■ EXERCISES TO COMPLETE ■
(a) Can you update the optimization text starting at "In real life" and ending at "Pareto set [34].", swapping "conflicting" for "competing"?
(b) In the optimization text, what are solutions called that cannot be improved in any objective without sacrificing at least one other objective?

■ READING TEXT ■
* * * * *

This kernel is chosen as it does not put strong smoothness assumptions on the target function compared to the other kernels [33]. Thus, it is more suitable for real-world cases such as the engineering design problems.

3 Multi-objective Bayesian optimization

3.1 Pareto optimality

In real life optimization problem, typically there are multiple conflicting objectives. This leads to solutions that cannot be improved in any of the objectives without sacrificing at least one of other objectives. These solutions are called Pareto optimal solutions, represented as a Pareto set [34].

* * * * *

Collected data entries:
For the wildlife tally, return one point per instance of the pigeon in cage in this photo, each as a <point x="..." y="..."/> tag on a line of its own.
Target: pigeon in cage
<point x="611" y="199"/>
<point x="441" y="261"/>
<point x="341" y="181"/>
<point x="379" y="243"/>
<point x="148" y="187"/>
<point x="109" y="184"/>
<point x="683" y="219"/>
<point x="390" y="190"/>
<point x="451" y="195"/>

* * * * *

■ CORRECT ANSWERS ■
(a)
In real life optimization problem, typically there are multiple competing objectives. This leads to solutions that cannot be improved in any of the objectives without sacrificing at least one of other objectives. These solutions are called Pareto optimal solutions, represented as a Pareto set [34].

(b) They are called Pareto optimal solutions, represented as a Pareto set.